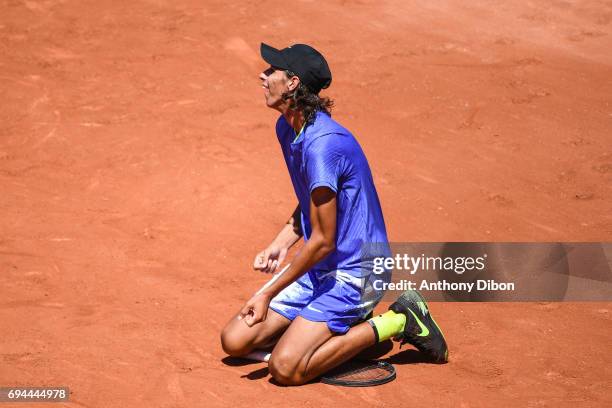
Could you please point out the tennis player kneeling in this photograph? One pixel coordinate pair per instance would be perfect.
(313, 317)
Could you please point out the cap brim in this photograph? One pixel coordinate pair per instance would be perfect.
(273, 56)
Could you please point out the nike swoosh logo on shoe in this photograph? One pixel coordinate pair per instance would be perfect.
(424, 329)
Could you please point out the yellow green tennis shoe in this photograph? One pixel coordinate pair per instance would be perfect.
(420, 329)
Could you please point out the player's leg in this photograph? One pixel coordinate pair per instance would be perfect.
(321, 338)
(308, 349)
(238, 339)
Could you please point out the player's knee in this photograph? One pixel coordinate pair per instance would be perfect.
(233, 344)
(284, 367)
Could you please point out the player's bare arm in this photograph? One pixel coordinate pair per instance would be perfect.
(273, 256)
(320, 244)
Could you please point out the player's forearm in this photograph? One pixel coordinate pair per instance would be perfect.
(314, 251)
(291, 232)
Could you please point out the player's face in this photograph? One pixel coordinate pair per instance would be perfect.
(274, 81)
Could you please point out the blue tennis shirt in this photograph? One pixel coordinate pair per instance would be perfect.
(327, 155)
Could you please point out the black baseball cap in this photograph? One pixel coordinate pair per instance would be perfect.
(303, 60)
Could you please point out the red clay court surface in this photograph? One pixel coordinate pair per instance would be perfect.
(140, 174)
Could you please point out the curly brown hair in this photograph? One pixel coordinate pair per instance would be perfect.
(308, 102)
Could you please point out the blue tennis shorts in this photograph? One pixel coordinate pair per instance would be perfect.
(337, 298)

========

**REQUEST:**
Retype all entries exactly as they appear, dropping the images.

**TASK SOLUTION:**
Could you please point out the tennis player kneeling in this photograph? One pixel coordinate pair per instance would be perfect.
(313, 317)
Could you please point out the cap brim in this photograph? One pixel coordinate pair per instance would be perfect.
(273, 56)
Could you please point out the nike swoosh logo on shoe in this photograph? One pixel coordinate pair per instance would be perfect.
(424, 329)
Could you please point out the yellow green tennis shoe in this photograph? One pixel coordinate pair per instance would be perfect.
(420, 329)
Could you please point out the player's leg in this photograph? One pixel coordinate pair per instance would be perfect.
(321, 338)
(308, 349)
(238, 339)
Could you please point out the player's knee in this photograph? One pixel coordinate pair per instance would be perfect.
(233, 344)
(284, 367)
Could you please point out the player's bare arm in this photograph? One pixel coordinate pair per instance would be perfect.
(273, 256)
(320, 244)
Could you please point out the player's forearm in this photograph? One pixel coordinate pair per instance would be perfect.
(314, 251)
(291, 232)
Could you please point out the player's face in this photograph? One pixel coordinate pair per instance would be perfect.
(274, 81)
Could you please point out the blue tennis shirt in this photograph? One pixel coordinate pair per instance would be perfect.
(327, 155)
Could you please point out the black baseball cap in this photograph? One pixel coordinate pair per instance would be perfect.
(303, 60)
Could you please point out the red clay court surface in this photograph? One pixel coordinate pair per instance would be perfect.
(140, 174)
Could you please point out the curly brown hair in this photograph? One pixel coordinate pair per instance would be perfect.
(308, 102)
Could you please point out the blue tennis shorts in this photograph? One pixel coordinate pair per instance would be perfect.
(337, 298)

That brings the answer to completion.